TEXT TO READ
· · · ·

The commands seen so far implicitly search and move in the "forward" or "down" direction, from the first line of the file toward the last. This is reasonable, but sometimes you want the opposite behavior. Suppose you want to find the word "Isaac" that occurs just previous to the first occurrence of "Jacob". This program does that:

match Jacob
back
match Isaac direction -1
dumpline

This prints:

25:21: And Isaac intreated the LORD for his wife,
because she was barren: and the LORD was intreated of him,
and Rebekah his wife conceived.

It so happens that the line containing first occurrence of "Jacob" also contains "Isaac". Since "match" finds a line and then sits there, if the "back" was left out of the above program, the 2nd "match" would have found "Isaac" on the same line as the first match of "Jacob" and that line would have been printed. That behavior might be useful; it depends on what you want.

Note that the "dump" commands, except for matchnextdump, only operate forwards, and that after printing a line, they advance to the next line of the input. This is so you don't have to put a "next" after every "dump".

· · · ·

GIVEN DATA
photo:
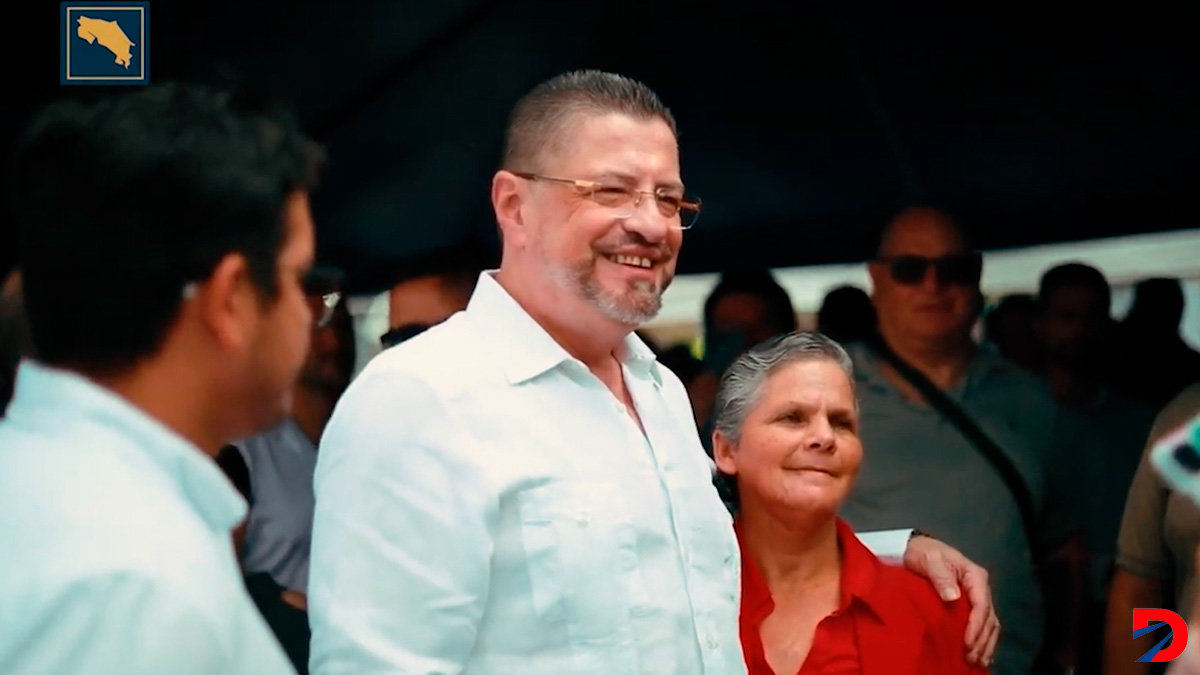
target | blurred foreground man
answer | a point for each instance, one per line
(521, 489)
(165, 238)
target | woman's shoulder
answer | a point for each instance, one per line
(910, 590)
(912, 598)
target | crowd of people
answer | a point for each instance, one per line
(520, 482)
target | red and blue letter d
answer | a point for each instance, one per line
(1146, 620)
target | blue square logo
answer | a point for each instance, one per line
(105, 42)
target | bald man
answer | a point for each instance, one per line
(918, 469)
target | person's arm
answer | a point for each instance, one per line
(1128, 591)
(123, 622)
(948, 571)
(402, 536)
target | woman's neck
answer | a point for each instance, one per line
(792, 555)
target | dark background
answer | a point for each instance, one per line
(803, 129)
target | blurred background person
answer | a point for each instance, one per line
(745, 308)
(846, 315)
(1099, 434)
(274, 471)
(1158, 363)
(165, 237)
(814, 598)
(1156, 549)
(925, 368)
(429, 291)
(1008, 328)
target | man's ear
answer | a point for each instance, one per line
(723, 453)
(228, 302)
(876, 270)
(509, 195)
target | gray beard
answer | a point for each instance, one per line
(639, 304)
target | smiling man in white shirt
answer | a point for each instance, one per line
(521, 489)
(166, 233)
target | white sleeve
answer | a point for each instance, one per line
(402, 536)
(127, 623)
(887, 544)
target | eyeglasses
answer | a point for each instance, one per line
(960, 269)
(328, 305)
(625, 199)
(323, 314)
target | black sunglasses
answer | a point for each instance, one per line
(963, 269)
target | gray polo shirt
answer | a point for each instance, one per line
(919, 471)
(279, 530)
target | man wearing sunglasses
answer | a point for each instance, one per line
(922, 471)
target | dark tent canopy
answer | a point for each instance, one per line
(802, 130)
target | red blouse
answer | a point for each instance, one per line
(888, 621)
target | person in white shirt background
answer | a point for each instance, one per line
(521, 488)
(165, 233)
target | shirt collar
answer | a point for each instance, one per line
(48, 399)
(528, 351)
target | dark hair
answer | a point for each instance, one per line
(1074, 275)
(123, 202)
(846, 315)
(539, 118)
(1158, 304)
(760, 284)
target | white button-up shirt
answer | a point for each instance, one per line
(486, 505)
(117, 543)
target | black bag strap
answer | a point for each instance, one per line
(952, 411)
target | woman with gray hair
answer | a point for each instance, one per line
(814, 598)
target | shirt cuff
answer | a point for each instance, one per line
(887, 544)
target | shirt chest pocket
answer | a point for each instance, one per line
(581, 550)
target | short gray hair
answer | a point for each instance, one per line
(742, 383)
(540, 117)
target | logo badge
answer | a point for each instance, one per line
(1150, 620)
(105, 43)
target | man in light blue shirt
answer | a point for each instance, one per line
(166, 233)
(521, 488)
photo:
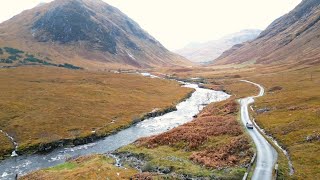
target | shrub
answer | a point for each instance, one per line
(13, 50)
(14, 57)
(69, 66)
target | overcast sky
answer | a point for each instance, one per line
(176, 23)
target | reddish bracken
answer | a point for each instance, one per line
(215, 120)
(235, 152)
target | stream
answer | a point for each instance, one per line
(185, 111)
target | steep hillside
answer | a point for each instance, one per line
(292, 38)
(208, 51)
(87, 33)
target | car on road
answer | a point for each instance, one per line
(249, 125)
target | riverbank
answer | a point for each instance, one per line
(47, 147)
(288, 112)
(43, 108)
(186, 151)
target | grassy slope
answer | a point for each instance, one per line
(40, 105)
(294, 115)
(294, 111)
(212, 141)
(86, 167)
(212, 145)
(5, 145)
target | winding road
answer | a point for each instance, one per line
(266, 154)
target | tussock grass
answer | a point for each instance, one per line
(40, 105)
(87, 167)
(201, 147)
(293, 97)
(6, 146)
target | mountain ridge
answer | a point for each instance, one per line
(210, 50)
(292, 38)
(89, 33)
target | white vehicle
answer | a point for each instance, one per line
(249, 125)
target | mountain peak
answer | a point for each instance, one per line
(292, 38)
(86, 30)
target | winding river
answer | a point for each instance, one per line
(185, 111)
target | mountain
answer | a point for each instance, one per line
(88, 33)
(291, 39)
(208, 51)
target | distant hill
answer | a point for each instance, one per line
(87, 33)
(293, 38)
(208, 51)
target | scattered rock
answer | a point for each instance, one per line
(263, 110)
(275, 88)
(313, 138)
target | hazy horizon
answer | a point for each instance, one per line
(178, 23)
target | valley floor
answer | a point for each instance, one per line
(289, 111)
(42, 107)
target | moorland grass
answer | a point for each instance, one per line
(39, 105)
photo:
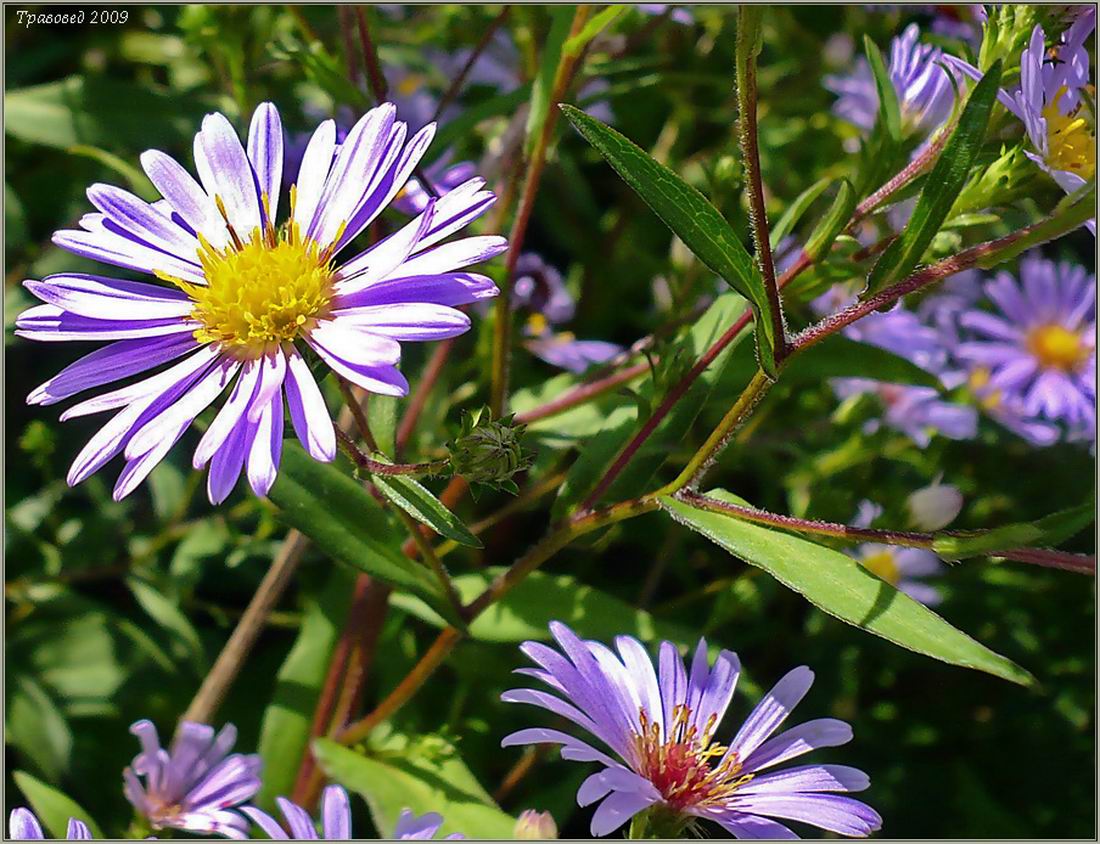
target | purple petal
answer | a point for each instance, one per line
(771, 711)
(308, 412)
(118, 360)
(616, 810)
(799, 740)
(227, 174)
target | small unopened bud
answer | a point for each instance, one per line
(532, 825)
(490, 450)
(934, 506)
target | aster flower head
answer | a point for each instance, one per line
(242, 297)
(196, 784)
(661, 754)
(336, 818)
(1036, 351)
(22, 825)
(925, 94)
(903, 568)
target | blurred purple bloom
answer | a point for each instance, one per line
(680, 14)
(902, 568)
(336, 818)
(22, 825)
(242, 295)
(194, 785)
(411, 828)
(1041, 344)
(563, 350)
(1048, 101)
(661, 724)
(917, 412)
(925, 94)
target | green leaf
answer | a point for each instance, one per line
(36, 726)
(840, 587)
(53, 808)
(942, 187)
(284, 732)
(1047, 532)
(889, 110)
(561, 19)
(411, 496)
(526, 611)
(690, 217)
(100, 111)
(400, 779)
(821, 240)
(345, 523)
(795, 210)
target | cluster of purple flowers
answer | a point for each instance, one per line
(1025, 350)
(660, 724)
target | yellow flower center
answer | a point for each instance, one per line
(1070, 140)
(266, 291)
(884, 566)
(1057, 348)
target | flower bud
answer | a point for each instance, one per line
(934, 506)
(488, 451)
(532, 825)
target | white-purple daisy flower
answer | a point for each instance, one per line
(22, 825)
(925, 94)
(1048, 102)
(196, 784)
(1041, 344)
(661, 725)
(244, 297)
(917, 412)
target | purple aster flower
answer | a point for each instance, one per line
(22, 825)
(336, 818)
(925, 94)
(194, 785)
(903, 568)
(661, 724)
(1040, 346)
(243, 295)
(917, 412)
(679, 14)
(1048, 102)
(425, 828)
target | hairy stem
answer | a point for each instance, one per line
(502, 327)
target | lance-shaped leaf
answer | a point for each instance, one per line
(840, 587)
(411, 496)
(942, 187)
(690, 217)
(345, 523)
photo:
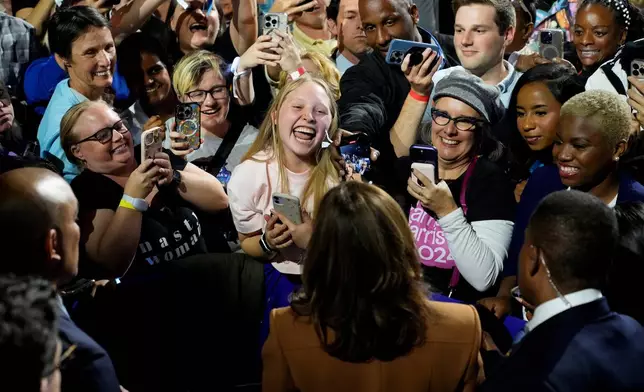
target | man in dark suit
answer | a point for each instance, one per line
(573, 341)
(39, 236)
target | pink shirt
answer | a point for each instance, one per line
(250, 191)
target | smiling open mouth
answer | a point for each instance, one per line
(198, 27)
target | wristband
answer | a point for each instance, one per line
(295, 75)
(135, 204)
(418, 97)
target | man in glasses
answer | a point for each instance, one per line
(573, 342)
(40, 237)
(30, 353)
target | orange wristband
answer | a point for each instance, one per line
(418, 97)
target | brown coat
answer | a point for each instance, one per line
(448, 361)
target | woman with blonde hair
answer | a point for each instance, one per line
(362, 320)
(290, 156)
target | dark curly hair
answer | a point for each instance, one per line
(362, 278)
(28, 331)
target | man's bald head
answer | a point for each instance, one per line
(35, 204)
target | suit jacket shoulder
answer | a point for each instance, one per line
(448, 360)
(91, 368)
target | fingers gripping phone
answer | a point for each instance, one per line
(151, 143)
(551, 43)
(275, 21)
(188, 120)
(356, 153)
(399, 49)
(425, 160)
(289, 206)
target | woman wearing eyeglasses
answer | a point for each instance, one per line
(133, 215)
(226, 108)
(463, 224)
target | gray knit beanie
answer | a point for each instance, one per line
(471, 89)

· · · ·

AIM 1
Answer these questions from the text on searching backward.
(a) In which direction do the commands seen so far implicitly search and move?
(b) Which "dump" command is the exception to the rule that these commands only operate forwards?
(c) What do the "dump" commands do after printing a line?
AIM 2
List every line of the example program in the text on searching backward, in order.
AIM 3
Decide whether each statement agrees with the text on searching backward. Answer yes or no, and quote the words from the text that settle it.
(a) If the "back" were left out, the second "match" would find "Isaac" on the same line as the first match of "Jacob".
(b) All of the "dump" commands can operate backwards.
(c) A "next" must be placed after every "dump".

TASK ANSWER 1
(a) They search and move in the "forward" or "down" direction, from the first line of the file toward the last.
(b) The exception is matchnextdump.
(c) They advance to the next line of the input.

TASK ANSWER 2
match Jacob
back
match Isaac direction -1
dumpline

TASK ANSWER 3
(a) Yes: "if the "back" was left out of the above program, the 2nd "match" would have found "Isaac" on the same line as the first match of "Jacob""
(b) No: "the "dump" commands, except for matchnextdump, only operate forwards"
(c) No: "This is so you don't have to put a "next" after every "dump"."